Work to be completed: Can you edit the stretch from the line containing "[output] one dot per instance, form <point>426,613</point>." through the end of the records, replacing "girl's" with "child's" and leaving everything else unchanged?

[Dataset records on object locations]
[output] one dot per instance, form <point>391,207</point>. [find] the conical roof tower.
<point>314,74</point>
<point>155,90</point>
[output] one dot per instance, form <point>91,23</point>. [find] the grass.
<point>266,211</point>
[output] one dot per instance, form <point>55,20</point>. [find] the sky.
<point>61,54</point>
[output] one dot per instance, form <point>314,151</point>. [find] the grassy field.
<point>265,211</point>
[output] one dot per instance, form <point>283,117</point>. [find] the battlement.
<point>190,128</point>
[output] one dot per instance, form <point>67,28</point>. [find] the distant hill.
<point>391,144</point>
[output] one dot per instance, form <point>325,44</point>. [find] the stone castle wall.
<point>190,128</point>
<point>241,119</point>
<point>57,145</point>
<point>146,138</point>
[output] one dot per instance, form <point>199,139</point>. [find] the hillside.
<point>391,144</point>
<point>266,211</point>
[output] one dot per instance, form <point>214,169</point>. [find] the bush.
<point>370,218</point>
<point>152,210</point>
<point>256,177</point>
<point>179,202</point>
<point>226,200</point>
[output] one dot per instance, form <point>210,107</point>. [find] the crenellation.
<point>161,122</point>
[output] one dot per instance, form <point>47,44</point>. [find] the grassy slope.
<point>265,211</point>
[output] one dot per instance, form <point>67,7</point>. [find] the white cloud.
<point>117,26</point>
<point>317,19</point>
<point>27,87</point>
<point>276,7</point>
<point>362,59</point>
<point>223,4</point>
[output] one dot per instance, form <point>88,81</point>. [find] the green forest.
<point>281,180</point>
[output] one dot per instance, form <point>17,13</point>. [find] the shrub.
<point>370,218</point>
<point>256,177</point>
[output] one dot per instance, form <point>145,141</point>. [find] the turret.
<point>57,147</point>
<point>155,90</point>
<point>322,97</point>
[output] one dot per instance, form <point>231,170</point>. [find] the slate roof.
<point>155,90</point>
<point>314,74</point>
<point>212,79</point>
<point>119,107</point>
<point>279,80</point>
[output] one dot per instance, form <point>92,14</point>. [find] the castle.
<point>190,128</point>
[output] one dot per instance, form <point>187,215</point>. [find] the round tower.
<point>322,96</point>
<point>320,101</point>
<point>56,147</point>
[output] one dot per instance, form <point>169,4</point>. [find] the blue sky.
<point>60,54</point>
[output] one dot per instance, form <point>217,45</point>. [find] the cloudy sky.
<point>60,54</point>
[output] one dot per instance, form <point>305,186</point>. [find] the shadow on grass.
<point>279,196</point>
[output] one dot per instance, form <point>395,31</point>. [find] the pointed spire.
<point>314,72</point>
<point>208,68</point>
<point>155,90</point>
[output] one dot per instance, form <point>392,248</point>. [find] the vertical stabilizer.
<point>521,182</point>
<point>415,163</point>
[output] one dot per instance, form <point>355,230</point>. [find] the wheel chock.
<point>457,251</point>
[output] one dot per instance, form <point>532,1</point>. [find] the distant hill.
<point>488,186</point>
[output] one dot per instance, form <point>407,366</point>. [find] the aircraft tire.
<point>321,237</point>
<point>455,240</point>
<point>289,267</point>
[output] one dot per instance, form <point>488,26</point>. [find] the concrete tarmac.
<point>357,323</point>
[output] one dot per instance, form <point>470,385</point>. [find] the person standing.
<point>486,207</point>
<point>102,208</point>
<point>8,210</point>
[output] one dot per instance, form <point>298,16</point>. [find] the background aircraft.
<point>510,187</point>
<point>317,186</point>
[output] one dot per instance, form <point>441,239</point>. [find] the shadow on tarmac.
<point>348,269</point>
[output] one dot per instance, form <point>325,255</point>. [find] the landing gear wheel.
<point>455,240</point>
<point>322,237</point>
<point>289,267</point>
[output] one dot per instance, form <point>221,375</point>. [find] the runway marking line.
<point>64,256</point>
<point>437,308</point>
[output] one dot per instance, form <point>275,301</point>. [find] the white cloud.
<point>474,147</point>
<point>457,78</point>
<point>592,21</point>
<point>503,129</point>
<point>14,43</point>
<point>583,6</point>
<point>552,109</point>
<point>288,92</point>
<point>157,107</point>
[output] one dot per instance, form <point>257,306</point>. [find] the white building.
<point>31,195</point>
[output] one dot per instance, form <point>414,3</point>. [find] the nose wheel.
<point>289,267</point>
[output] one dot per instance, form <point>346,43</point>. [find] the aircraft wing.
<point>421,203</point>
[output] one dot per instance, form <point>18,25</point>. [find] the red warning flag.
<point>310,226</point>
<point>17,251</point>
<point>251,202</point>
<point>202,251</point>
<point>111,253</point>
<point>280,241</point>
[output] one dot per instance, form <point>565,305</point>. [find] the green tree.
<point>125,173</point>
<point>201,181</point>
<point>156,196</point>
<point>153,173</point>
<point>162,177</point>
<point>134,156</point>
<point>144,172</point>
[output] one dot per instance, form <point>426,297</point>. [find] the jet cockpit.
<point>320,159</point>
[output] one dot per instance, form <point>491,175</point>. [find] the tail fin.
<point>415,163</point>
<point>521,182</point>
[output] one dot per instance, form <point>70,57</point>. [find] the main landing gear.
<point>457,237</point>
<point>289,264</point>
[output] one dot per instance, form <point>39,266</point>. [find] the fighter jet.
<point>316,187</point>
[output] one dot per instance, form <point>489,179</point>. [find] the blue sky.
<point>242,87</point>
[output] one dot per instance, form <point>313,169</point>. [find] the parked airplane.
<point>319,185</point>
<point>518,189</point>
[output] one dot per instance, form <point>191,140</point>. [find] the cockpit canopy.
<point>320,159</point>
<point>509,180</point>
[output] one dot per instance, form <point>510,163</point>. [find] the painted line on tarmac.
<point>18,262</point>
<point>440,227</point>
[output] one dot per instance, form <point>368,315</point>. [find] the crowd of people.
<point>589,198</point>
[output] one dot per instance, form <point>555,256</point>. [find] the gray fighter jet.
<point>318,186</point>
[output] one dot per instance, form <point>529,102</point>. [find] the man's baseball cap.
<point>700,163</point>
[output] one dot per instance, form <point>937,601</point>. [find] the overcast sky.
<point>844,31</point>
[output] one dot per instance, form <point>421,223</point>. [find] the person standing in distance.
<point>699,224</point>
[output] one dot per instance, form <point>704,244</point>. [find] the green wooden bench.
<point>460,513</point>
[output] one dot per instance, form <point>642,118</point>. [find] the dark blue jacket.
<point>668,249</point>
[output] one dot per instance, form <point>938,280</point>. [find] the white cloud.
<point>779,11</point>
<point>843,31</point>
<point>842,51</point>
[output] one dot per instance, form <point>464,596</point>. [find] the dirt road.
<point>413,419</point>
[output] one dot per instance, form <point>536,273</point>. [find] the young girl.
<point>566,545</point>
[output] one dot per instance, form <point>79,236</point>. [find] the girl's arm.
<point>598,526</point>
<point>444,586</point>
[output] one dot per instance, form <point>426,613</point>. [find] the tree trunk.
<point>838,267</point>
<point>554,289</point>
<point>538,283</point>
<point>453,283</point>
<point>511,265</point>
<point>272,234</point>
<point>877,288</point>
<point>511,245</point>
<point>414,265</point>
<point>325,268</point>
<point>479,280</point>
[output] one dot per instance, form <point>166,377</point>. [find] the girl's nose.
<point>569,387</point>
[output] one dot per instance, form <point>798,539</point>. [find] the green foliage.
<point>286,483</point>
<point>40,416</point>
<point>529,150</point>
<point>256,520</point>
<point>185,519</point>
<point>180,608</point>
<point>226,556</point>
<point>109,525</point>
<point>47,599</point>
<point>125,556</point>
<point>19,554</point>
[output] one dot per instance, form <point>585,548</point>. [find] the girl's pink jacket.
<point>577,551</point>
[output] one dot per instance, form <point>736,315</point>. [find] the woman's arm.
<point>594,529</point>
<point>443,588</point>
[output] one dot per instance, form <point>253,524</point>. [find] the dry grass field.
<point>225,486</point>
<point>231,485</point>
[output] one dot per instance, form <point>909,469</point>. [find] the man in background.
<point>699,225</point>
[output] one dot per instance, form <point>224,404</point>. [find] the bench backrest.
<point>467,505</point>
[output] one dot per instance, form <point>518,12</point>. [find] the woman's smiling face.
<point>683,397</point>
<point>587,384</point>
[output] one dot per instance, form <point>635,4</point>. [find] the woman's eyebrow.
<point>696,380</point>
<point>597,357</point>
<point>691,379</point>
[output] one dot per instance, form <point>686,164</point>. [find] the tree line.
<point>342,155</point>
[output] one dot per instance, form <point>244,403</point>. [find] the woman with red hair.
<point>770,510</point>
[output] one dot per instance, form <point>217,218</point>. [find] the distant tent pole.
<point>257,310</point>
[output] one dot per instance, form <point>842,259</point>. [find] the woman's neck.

Correct result:
[output] one dot per instance, form <point>426,613</point>. [find] the tree trunk.
<point>838,267</point>
<point>554,289</point>
<point>538,283</point>
<point>453,283</point>
<point>511,265</point>
<point>272,234</point>
<point>877,288</point>
<point>511,245</point>
<point>414,265</point>
<point>325,268</point>
<point>479,280</point>
[output] one dot per instance, form <point>166,377</point>. [find] the child's nose.
<point>569,387</point>
[output] one dot per instance, form <point>798,539</point>. [find] the green foliage.
<point>286,483</point>
<point>40,416</point>
<point>529,150</point>
<point>256,520</point>
<point>185,519</point>
<point>180,608</point>
<point>226,556</point>
<point>109,525</point>
<point>47,599</point>
<point>125,556</point>
<point>19,554</point>
[output] one dot per instance, form <point>585,548</point>. [find] the child's pink jacket.
<point>577,551</point>
[output] one dot per instance, form <point>736,315</point>. [find] the woman's arm.
<point>594,529</point>
<point>443,588</point>
[output] one dot per instance, form <point>253,524</point>. [find] the dry grass field.
<point>225,486</point>
<point>231,485</point>
[output] one dot per instance, form <point>909,469</point>. [find] the man in background.
<point>699,225</point>
[output] one dot per instance, form <point>224,404</point>. [find] the bench backrest.
<point>467,505</point>
[output] one dot per instance, form <point>518,12</point>. [find] the woman's smiling face.
<point>683,397</point>
<point>587,384</point>
[output] one dot per instance, form <point>635,4</point>. [find] the woman's eyebrow.
<point>696,380</point>
<point>597,357</point>
<point>691,379</point>
[output] one dot per instance, form <point>686,164</point>. [find] the tree line.
<point>342,155</point>
[output] one dot per instance, form <point>244,403</point>. [find] the woman with red hair.
<point>770,510</point>
[output] one dot per instance, form <point>217,218</point>. [find] the distant tent pole.
<point>257,310</point>
[output] one dot per instance, form <point>842,259</point>. [find] the woman's neck.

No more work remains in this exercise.